## Required work:
List each line of the listing below that contains the string "suit", treating uppercase and lowercase letters as different.

[Stored items]
□ □ □ □ □
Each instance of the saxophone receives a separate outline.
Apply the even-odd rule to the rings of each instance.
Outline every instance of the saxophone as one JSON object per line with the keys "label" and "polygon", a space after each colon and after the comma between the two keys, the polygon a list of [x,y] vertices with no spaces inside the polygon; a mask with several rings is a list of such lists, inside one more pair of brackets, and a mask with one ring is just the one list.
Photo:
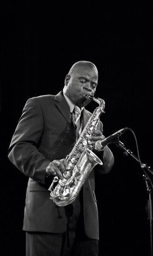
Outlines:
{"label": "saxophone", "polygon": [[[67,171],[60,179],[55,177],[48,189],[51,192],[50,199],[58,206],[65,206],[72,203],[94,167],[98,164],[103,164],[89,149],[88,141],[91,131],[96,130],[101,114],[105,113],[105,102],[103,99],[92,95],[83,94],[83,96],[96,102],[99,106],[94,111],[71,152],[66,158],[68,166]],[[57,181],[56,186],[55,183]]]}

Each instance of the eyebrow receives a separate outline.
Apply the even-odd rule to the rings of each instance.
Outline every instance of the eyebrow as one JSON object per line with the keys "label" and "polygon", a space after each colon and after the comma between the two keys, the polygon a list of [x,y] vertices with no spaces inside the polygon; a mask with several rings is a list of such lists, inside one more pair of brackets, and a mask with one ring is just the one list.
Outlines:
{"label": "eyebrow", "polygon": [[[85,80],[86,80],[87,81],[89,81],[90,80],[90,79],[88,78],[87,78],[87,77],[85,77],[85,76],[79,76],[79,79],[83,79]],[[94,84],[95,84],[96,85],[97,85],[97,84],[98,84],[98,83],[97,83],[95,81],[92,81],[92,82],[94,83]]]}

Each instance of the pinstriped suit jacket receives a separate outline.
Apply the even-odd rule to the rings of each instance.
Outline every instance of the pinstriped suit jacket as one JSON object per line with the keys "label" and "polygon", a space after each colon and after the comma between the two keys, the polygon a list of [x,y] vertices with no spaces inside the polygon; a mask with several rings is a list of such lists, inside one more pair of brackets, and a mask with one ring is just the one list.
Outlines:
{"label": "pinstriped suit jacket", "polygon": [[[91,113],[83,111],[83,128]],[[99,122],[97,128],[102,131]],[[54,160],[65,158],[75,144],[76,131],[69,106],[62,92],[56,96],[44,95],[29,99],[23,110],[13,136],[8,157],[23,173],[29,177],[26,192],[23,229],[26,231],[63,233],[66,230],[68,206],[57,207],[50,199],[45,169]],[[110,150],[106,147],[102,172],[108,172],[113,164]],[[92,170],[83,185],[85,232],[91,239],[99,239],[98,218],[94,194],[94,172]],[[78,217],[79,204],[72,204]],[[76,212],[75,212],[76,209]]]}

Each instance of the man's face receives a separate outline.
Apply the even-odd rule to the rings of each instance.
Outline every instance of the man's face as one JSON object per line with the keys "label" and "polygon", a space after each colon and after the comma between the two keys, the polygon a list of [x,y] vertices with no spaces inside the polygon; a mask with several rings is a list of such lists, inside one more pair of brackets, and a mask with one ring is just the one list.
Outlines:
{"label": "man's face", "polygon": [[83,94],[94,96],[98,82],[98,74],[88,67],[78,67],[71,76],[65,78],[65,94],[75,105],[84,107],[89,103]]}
□ □ □ □ □
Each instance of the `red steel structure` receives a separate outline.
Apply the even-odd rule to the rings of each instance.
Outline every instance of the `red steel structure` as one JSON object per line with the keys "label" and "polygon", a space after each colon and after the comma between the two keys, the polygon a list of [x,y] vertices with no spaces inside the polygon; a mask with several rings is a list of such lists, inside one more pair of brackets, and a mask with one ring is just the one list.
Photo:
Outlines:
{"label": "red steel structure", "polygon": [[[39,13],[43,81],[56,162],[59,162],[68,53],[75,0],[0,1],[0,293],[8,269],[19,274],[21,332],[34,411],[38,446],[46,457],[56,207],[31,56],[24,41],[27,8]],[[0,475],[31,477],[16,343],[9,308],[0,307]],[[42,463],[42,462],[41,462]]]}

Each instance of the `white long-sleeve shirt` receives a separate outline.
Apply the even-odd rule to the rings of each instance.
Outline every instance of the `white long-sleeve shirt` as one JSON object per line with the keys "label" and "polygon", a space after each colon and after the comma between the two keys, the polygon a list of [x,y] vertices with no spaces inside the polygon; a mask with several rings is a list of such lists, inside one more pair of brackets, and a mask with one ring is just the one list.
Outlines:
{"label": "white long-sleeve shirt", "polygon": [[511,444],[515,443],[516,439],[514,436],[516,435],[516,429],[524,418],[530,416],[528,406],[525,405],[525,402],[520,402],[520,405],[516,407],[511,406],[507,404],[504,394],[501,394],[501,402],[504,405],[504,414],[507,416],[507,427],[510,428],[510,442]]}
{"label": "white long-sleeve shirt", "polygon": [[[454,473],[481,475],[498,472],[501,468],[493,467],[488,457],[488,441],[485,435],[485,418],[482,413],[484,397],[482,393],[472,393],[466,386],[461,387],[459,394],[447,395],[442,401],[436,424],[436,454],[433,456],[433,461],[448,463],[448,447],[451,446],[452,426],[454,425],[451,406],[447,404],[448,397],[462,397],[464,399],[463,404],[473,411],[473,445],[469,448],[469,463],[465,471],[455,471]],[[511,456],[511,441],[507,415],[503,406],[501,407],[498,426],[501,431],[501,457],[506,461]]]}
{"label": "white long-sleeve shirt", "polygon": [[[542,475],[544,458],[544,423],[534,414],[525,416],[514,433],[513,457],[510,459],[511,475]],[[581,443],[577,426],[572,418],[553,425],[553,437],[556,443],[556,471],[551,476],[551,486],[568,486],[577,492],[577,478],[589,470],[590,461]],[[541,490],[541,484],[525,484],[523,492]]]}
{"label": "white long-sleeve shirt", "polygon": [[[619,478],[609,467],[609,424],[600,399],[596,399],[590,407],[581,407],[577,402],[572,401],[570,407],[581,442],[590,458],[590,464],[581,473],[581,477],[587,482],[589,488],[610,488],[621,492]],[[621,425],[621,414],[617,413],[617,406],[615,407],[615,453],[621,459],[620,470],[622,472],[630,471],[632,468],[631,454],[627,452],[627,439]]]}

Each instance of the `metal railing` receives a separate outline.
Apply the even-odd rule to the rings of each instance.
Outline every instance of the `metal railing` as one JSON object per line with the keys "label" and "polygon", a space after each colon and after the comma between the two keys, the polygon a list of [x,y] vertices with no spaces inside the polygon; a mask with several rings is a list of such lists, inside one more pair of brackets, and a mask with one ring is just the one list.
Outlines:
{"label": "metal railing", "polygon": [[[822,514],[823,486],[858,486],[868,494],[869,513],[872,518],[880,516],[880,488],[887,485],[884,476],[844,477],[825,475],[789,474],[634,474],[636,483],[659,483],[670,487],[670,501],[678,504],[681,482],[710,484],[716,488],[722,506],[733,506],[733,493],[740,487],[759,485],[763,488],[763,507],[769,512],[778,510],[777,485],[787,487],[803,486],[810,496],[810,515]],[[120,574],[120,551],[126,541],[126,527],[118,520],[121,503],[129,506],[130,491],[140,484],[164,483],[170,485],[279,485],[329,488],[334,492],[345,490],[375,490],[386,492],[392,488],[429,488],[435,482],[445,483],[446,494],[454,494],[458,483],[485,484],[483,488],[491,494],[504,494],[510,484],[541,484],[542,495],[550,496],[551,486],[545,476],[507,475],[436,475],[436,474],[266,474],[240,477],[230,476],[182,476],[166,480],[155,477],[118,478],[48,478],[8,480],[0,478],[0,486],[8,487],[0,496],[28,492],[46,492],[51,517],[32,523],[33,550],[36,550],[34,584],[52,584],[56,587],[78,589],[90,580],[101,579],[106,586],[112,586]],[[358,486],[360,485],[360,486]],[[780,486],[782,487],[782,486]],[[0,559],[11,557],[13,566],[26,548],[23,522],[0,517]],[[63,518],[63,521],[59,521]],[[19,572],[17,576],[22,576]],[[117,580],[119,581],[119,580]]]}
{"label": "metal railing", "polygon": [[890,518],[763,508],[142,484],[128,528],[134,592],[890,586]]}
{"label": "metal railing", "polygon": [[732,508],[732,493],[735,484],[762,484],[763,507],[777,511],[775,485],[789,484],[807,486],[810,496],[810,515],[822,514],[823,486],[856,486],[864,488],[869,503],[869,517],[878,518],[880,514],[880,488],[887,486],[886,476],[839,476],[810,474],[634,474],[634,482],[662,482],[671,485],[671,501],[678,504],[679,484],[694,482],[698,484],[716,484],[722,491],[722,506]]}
□ □ □ □ □
## Exercise result:
Each instance of the pinstriped suit jacket receives a separate outline.
Outline every instance of the pinstriped suit jacket as one JSON object per line with the keys "label" and "polygon", a space after each colon and after the comma between the two keys, the polygon a list of [x,y] vertices with no spaces inside the polygon; a mask with several rings is a list of such lists, inside one more pair of brackets, and a mask with one ring is just the one list.
{"label": "pinstriped suit jacket", "polygon": [[[91,113],[83,111],[83,128]],[[99,122],[97,128],[102,131]],[[54,160],[65,158],[75,144],[76,131],[69,106],[62,92],[56,96],[44,95],[29,99],[23,110],[13,136],[8,157],[23,173],[29,177],[26,192],[23,229],[26,231],[63,233],[66,230],[68,206],[57,207],[50,199],[45,169]],[[110,150],[106,147],[102,172],[108,172],[113,164]],[[92,170],[83,185],[85,232],[91,239],[99,239],[98,218],[94,194],[94,172]],[[78,217],[79,204],[72,204]],[[76,212],[75,212],[76,209]]]}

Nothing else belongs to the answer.